:: Text segment ::
Saturday, January 07, 2006

Martin: No Option For Canada

John Turner's brief tenure as prime minister ended when he told the Canadian people in a live TV debate that he had no option.

Paul Martin's may end because he had an option--nearly five million of them, in fact, that will send him along with the paper work into the dumpster:

Canada's auditor-general did not make much headway in the case. Neither did Quebec's chief electoral officer.

But the secret of how a shadowy federalist group, Option Canada, spent $4.8 million in the lead-up to the 1995 referendum might lie in a box of documents found near a Dumpster at a suburban shopping mall in the fall.

On Monday, Quebec writers Normand Lester and Robin Philpot plan to publish a new book, Les secrets d'Option Canada, that details the information found in that box and also includes copies of the papers.

"We obtained all the accounting documents of Option Canada," Philpot said yesterday. "We decided (the book) is best way to make things known."

The authors would not reveal who left the papers near the Dumpster.

They wouldn't even say in which suburb they were found.


....

Bloc Quebecois leader Gilles Duceppe, who has tried for years to obtain clarifications on Option Canada - an organization set up shortly before the referendum by the Canadian Unity Council to promote federalism in Quebec - said he is delighted.

"For a few years, people have been telling me, 'Gilles, let it go. We've never gotten anywhere with that,' " Duceppe said. "So this morning I am very happy to hear this. You have to be stubborn and sometimes, you see, you are right."

Duceppe recalled that the Bloc started asking questions about Option Canada in 1997. Then federal auditor-general Denis Desautels tried to get answers about Option Canada as well, but the trail went cold when pertinent documents could not be found. Quebec's chief electoral officer at the time, Pierre F. Cote, hit the same roadblock.

:: Action item ::
Continue the blog post about Option Canada and the Liberal campaign, picking up after its final sentence.

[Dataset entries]

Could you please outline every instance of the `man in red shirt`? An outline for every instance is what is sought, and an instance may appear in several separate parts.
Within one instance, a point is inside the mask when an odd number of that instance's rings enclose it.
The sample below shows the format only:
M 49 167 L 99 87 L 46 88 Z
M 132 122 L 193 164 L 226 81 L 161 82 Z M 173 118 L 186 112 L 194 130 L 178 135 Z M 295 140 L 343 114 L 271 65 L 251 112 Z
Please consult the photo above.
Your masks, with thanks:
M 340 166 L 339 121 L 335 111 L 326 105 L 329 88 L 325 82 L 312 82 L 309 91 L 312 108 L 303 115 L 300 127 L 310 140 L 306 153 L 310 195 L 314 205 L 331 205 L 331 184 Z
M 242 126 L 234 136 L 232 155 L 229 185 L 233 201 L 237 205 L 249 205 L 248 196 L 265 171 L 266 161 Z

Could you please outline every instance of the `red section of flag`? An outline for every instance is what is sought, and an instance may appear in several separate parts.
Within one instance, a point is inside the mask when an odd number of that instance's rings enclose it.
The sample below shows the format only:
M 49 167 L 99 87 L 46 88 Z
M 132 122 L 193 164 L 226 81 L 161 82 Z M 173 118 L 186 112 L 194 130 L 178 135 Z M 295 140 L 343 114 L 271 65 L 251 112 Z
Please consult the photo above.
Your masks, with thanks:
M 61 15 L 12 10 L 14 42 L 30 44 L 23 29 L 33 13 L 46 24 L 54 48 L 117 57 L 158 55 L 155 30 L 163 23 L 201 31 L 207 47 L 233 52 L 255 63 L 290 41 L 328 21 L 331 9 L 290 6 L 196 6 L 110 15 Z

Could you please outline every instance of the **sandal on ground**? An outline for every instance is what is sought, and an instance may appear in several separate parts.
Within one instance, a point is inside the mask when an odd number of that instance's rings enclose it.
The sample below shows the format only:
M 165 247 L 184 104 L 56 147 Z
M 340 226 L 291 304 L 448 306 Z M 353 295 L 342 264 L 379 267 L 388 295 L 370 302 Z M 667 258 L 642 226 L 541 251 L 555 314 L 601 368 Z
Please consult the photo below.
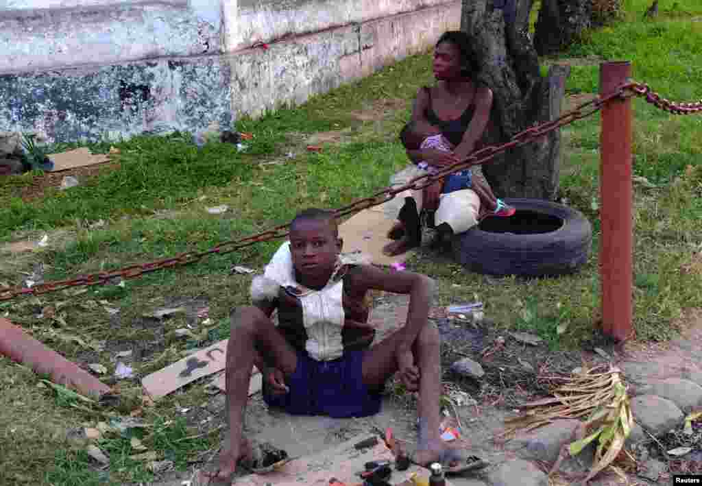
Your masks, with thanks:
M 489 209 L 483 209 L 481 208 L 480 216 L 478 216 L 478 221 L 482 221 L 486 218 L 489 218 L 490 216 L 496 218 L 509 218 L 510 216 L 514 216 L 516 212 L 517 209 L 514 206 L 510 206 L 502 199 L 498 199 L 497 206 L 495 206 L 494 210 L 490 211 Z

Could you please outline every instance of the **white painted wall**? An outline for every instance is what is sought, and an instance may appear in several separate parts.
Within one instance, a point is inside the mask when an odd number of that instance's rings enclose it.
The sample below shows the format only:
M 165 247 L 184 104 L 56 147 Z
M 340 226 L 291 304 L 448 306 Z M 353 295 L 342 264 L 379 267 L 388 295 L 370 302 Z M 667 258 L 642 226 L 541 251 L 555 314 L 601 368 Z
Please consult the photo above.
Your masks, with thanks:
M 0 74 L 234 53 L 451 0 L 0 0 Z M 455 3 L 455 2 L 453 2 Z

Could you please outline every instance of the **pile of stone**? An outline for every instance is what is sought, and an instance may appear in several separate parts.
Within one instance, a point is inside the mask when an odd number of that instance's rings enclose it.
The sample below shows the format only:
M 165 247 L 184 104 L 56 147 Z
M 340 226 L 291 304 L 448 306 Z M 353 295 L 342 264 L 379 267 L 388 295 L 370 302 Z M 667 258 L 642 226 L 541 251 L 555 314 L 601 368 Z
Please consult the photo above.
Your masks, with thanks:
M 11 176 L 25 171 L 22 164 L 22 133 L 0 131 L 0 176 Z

* * *

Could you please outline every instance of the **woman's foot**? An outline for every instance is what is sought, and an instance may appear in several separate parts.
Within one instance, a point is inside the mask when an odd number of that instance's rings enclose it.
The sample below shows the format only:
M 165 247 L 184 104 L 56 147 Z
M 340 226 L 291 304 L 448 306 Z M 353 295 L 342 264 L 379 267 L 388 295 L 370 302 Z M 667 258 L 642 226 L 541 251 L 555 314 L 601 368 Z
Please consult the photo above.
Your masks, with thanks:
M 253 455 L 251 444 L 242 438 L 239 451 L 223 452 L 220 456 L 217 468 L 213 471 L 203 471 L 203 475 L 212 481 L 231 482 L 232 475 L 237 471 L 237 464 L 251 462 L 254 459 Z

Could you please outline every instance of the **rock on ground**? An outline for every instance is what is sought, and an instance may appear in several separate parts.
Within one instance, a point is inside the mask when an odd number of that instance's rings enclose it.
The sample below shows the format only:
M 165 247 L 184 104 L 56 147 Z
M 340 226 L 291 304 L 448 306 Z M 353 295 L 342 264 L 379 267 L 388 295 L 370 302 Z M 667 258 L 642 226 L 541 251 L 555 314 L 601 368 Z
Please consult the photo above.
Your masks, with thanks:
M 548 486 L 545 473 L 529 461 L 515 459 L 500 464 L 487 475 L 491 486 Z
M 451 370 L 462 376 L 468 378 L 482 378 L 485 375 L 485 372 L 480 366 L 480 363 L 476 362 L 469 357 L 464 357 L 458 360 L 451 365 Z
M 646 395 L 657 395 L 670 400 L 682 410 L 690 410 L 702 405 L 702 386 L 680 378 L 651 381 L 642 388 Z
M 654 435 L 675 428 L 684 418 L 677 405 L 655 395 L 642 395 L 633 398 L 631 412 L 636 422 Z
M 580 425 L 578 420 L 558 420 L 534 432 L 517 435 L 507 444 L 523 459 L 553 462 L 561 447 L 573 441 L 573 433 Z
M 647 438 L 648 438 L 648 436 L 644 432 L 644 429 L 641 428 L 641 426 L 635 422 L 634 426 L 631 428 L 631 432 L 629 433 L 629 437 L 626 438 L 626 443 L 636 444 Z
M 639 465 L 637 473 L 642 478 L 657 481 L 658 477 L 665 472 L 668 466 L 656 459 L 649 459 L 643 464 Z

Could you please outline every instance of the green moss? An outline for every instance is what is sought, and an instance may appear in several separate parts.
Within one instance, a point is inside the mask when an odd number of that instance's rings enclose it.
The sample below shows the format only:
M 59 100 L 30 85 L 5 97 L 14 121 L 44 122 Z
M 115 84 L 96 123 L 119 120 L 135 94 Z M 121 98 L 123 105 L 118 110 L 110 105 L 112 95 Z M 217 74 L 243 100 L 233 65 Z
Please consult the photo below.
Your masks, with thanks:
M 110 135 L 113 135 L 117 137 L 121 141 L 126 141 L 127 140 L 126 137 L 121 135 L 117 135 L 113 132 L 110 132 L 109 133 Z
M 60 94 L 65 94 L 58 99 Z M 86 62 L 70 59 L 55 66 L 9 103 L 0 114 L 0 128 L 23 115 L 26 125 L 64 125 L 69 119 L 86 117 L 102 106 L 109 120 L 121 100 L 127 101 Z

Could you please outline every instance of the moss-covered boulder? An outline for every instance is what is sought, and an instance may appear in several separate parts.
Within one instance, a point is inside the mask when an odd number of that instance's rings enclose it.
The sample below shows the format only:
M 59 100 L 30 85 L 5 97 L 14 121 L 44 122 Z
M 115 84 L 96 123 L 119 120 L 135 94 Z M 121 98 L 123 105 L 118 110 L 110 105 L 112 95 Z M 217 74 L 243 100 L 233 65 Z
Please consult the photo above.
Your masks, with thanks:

...

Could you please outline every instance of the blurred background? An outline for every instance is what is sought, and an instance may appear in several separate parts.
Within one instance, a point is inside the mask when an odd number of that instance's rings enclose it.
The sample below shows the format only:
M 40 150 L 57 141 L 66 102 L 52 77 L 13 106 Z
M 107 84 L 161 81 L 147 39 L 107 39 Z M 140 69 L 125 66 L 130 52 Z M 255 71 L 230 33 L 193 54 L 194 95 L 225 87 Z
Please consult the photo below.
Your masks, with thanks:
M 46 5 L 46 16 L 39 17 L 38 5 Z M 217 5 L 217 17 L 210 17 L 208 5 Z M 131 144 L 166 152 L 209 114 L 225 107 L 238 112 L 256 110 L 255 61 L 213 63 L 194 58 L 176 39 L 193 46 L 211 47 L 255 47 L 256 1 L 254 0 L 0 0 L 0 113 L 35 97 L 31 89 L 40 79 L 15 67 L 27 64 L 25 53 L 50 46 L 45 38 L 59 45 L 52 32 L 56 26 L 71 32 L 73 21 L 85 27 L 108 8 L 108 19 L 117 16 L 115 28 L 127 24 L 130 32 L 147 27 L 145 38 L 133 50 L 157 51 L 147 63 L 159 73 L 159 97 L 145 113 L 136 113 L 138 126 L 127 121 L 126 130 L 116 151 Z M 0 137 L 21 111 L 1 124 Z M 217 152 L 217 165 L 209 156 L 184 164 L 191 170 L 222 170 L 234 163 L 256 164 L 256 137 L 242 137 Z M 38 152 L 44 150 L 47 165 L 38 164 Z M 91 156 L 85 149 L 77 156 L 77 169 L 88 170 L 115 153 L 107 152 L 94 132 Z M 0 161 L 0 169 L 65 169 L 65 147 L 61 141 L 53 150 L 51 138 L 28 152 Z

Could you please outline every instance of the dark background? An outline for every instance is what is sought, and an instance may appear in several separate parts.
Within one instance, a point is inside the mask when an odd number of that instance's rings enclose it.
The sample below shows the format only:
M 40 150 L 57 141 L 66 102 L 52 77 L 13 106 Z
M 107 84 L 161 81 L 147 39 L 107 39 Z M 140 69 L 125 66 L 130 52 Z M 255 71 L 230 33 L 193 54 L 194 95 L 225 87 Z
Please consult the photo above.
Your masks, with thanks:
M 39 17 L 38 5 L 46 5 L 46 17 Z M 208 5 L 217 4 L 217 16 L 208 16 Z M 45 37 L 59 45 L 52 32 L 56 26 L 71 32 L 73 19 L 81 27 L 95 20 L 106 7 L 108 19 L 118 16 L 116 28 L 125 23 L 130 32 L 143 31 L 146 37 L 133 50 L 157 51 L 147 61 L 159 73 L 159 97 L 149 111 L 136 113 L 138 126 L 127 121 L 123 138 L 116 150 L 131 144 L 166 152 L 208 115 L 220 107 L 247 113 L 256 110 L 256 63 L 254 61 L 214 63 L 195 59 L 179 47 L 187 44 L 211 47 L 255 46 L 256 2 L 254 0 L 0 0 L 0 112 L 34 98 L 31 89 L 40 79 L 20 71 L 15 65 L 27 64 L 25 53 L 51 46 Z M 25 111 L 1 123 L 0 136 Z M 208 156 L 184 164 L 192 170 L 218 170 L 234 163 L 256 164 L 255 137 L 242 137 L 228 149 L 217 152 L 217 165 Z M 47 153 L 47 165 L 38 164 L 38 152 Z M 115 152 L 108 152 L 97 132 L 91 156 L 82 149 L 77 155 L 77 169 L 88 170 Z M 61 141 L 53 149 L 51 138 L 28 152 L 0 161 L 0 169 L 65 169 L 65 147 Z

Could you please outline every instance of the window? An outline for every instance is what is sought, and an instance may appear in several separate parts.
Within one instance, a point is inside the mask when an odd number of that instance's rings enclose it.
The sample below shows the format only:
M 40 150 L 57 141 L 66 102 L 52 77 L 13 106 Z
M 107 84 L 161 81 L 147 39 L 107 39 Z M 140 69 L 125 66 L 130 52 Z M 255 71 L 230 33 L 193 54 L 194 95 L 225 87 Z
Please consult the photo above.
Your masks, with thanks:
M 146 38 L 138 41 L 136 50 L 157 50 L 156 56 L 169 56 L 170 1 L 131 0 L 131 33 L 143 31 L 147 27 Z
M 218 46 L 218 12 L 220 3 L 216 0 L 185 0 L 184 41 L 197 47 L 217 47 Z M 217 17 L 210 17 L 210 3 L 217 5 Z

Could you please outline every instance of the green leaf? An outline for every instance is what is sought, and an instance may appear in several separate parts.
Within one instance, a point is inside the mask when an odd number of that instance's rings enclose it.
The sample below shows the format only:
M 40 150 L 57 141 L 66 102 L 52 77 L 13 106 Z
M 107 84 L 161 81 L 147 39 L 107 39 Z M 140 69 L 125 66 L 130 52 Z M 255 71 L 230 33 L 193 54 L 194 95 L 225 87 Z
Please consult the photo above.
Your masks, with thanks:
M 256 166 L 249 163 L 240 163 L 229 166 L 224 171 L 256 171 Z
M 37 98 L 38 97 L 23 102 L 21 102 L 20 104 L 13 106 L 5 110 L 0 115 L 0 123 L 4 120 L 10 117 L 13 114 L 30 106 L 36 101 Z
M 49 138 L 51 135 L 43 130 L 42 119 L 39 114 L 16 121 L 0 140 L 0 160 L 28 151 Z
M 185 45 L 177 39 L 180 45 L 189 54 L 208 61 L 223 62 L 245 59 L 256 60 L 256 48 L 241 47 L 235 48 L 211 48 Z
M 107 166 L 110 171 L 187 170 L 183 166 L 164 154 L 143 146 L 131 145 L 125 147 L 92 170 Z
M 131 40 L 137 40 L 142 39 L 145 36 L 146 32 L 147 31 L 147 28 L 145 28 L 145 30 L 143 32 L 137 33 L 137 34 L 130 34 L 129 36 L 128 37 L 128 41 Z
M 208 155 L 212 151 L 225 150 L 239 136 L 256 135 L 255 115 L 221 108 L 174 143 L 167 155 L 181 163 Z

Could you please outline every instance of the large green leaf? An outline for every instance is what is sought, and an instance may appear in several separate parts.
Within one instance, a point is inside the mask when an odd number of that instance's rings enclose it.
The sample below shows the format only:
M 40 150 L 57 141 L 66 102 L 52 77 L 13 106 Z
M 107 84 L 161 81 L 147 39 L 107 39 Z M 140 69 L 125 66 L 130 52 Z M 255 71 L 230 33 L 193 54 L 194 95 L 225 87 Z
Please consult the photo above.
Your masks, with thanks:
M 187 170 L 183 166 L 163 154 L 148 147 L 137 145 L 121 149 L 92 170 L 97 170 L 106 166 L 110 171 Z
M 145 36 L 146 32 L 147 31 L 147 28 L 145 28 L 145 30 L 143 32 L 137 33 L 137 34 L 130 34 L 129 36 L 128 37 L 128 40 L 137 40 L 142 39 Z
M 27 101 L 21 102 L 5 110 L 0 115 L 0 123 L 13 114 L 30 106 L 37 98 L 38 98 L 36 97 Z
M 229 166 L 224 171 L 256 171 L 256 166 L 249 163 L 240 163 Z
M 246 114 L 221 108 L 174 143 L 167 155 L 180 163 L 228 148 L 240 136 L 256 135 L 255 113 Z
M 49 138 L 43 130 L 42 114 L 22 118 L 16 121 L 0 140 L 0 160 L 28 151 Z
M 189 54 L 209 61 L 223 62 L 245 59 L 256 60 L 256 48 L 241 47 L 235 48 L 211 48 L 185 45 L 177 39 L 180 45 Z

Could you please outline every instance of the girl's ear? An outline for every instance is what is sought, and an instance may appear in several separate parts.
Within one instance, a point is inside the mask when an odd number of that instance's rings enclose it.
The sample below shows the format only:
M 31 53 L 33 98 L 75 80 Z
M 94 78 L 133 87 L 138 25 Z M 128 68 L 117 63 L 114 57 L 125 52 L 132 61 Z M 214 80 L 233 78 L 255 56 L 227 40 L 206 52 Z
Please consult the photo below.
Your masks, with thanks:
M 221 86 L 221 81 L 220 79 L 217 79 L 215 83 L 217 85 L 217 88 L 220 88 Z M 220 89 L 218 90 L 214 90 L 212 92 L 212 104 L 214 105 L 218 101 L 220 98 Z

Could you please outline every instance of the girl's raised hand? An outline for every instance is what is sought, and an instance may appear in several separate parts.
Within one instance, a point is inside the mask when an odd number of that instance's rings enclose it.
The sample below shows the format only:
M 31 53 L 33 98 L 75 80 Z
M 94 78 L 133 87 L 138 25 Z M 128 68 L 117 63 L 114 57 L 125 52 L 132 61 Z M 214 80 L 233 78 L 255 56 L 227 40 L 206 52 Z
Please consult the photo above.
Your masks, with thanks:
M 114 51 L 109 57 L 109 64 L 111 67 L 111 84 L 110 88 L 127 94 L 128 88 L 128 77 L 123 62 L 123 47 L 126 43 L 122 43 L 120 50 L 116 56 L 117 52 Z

:: Answer space ::
The sovereignty movement believes Option Canada was the source of funding for the pro-Canada rally in downtown Montreal and that money amounted to an illegal contribution to the No side under Quebec's referendum law.

Yesterday, Martin defended Option Canada and its president, Claude Dauphin, who served as one of his top aides when he was finance minister. Option Canada has since disbanded.


Paul Martin tried to get away from Adscam by declaring himself an innocent bystander in the whole affair. Think about how implausible that sounds: Montreal's senior cabinet minister, in charge of the public treasury, running an endless stealth campaign to oust Jean Chretien, taking over the entire apparatus of the Liberal Party, suddenly had no idea where hundreds of millions dollars went missing on the critical national unity file.

No one believes that, as a matter of practical politics, even if the Gomery report didn't find any direct involvement.

But Option Canada may be the missing link between Paul Martin and Adscam that not even the media and law enforcement can ignore.

And it will only confirm in many Quebecois' minds the contempt the Liberal Party has for them, to think that their loyalty can be bought by waving the flag at a few rallies and sticking up a few billboards.